Soal dan Tugas →
**a.** Menurut artikel tentang serangan di Lebanon, kira-kira berapa banyak pesan peringatan yang dikirim secara total?
**b.** Teruskan artikel tentang serangan di Lebanon, dimulai setelah kalimat terakhirnya.

Teks Dokumen →
Suara-suara Lebanon: Orang-orang melarikan diri demi keselamatan saat Israel menyerang | Serangan Israel-Lebanon

Beirut, Lebanon – Zahra, yang berusia 12 tahun, terbangun takut pada hari Senin pagi. “Saya sangat stres karena bom,” kata gadis kecil dari Borj Qalaouiye kepada Al Jazeera. Desa Zahra terletak di antara Nabatieh dan Bint Jbeil di selatan Lebanon, tetapi pada Oktober tahun lalu, dia dan keluarganya melarikan diri ke Laylaki di pinggiran selatan Beirut, sesaat setelah Hezbollah dan Israel mulai saling serang melintasi perbatasan. Pada hari yang sama, dia mendapat ketakutan lain. “Saya sangat takut dan kemudian saya melihat di berita mereka akan membom gedung kami,” kata dia tentang tempat perlindungan keluarga di Beirut. Pada Senin pagi, orang-orang di sekitar Lebanon – terutama di pinggiran selatan Beirut dan Lembah Bekaa – menerima pesan dari nomor-nomor tak dikenal yang memperingatkan mereka untuk segera meninggalkan rumah mereka. Secara total, sekitar 80.000 pesan telah dikirim. “Saya mulai menangis,” kata Zahra. “Saya berteriak pada ibu saya agar menyimpan teleponnya dan berpakaian.”

(Butir dataset)
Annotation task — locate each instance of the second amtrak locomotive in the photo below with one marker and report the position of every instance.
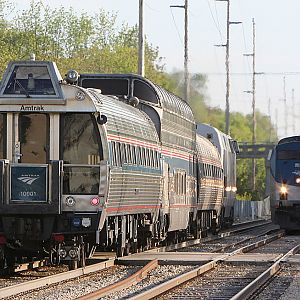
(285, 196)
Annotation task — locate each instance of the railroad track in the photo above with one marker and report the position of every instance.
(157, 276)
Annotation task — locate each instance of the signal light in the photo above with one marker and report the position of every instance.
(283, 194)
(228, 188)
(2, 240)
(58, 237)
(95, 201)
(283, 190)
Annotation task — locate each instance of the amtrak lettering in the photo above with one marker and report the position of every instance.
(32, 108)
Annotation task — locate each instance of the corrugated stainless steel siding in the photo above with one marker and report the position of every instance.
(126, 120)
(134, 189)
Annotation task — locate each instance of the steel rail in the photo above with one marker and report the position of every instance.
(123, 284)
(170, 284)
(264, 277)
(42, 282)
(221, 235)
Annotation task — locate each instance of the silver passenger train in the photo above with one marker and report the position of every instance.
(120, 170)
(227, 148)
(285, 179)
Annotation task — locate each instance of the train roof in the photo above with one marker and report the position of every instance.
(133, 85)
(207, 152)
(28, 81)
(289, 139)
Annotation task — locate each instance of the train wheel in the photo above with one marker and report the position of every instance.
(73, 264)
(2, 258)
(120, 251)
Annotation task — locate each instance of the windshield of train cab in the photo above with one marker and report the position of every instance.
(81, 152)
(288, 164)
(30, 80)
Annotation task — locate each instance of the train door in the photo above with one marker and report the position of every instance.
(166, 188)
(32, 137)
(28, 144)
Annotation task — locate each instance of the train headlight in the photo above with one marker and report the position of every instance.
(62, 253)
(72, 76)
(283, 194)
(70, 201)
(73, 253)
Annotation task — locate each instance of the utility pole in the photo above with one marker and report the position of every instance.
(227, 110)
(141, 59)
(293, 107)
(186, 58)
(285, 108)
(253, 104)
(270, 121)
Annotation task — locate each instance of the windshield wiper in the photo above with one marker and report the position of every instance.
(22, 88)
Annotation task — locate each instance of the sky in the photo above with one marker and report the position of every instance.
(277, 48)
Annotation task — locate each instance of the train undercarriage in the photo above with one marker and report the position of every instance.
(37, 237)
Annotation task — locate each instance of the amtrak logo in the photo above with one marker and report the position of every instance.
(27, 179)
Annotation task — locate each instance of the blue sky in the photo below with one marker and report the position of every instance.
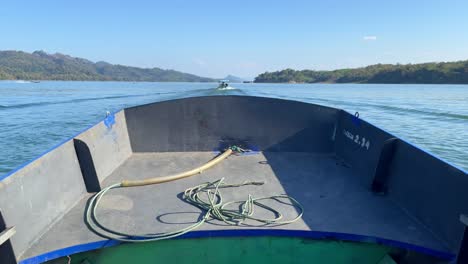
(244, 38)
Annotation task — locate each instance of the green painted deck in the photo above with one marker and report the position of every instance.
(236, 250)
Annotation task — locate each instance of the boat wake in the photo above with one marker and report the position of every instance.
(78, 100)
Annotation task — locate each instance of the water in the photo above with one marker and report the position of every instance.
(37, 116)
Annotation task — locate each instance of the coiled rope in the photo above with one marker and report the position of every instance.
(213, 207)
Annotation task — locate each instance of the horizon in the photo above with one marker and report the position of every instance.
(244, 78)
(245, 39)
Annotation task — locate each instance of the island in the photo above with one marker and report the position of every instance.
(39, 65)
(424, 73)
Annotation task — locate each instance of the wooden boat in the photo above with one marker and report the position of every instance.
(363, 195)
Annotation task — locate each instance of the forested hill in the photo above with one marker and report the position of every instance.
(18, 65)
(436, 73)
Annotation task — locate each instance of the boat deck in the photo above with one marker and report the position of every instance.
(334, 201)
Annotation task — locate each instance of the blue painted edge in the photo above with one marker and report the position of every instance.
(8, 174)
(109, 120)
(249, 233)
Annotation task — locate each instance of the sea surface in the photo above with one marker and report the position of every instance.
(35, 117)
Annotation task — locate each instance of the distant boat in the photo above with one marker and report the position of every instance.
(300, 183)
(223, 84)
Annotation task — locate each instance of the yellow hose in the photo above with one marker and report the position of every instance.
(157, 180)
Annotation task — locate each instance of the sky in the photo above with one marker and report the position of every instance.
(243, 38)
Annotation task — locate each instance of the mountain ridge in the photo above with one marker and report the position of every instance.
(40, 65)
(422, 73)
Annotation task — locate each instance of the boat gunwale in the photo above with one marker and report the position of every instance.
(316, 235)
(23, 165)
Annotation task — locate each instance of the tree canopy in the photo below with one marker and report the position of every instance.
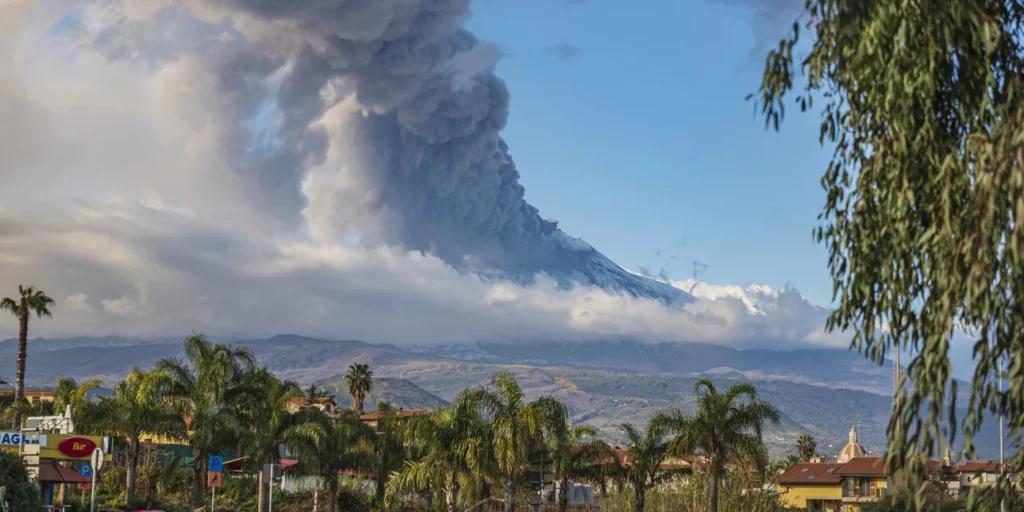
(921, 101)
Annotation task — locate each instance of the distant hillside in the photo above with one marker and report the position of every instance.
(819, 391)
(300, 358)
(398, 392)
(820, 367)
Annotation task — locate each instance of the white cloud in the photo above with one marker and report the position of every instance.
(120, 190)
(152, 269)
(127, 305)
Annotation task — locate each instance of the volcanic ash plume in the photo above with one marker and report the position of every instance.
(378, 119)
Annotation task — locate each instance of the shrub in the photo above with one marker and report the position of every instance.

Jawaban Berurutan →
**a.** Sekitar 80.000 pesan.

**b.**
Tidak ada tempat lagi untuk tidur.
Zahra dan orang tuanya pergi ke rumah kerabat di distrik Baabda, hanya beberapa menit berkendara ke timur dari Laylaki. Mereka melarikan diri saat serangan udara Israel menewaskan setidaknya 585 orang dan melukai 1.645 orang, menurut Kementerian Kesehatan Lebanon, banyak di antaranya dilaporkan sebagai warga sipil. Itu adalah hari paling mematikan di Lebanon dalam 34 tahun terakhir, sejak perang saudara negara itu berakhir pada tahun 1990. Video saksi mata menunjukkan mobil berjejer-jejer di jalan keluar dari selatan Lebanon, dengan beberapa klip menunjukkan asap membubung di latar belakang dari serangan terdekat. Perjalanan dua jam dari Tyre dilaporkan memakan waktu lebih dari 14 jam bagi beberapa orang, dengan pengemudi dan penumpang terjebak dalam kemacetan kurang dari satu jam dari rumah mereka. Banyak yang melarikan diri tanpa tahu harus pergi ke mana.
Suami Diana Younes sedang dalam perjalanan pulang ke Sawfar, sebuah desa 35 menit di timur Beirut di Pegunungan Chouf, ketika dia bertemu dengan seorang wanita dan putrinya berdiri di pinggir jalan pukul 11 malam.
Younes mengatakan suaminya berhenti untuk membantu, tapi: “Dia bertanya kepada mereka mau ke mana, dan mereka bilang mereka tidak tahu.”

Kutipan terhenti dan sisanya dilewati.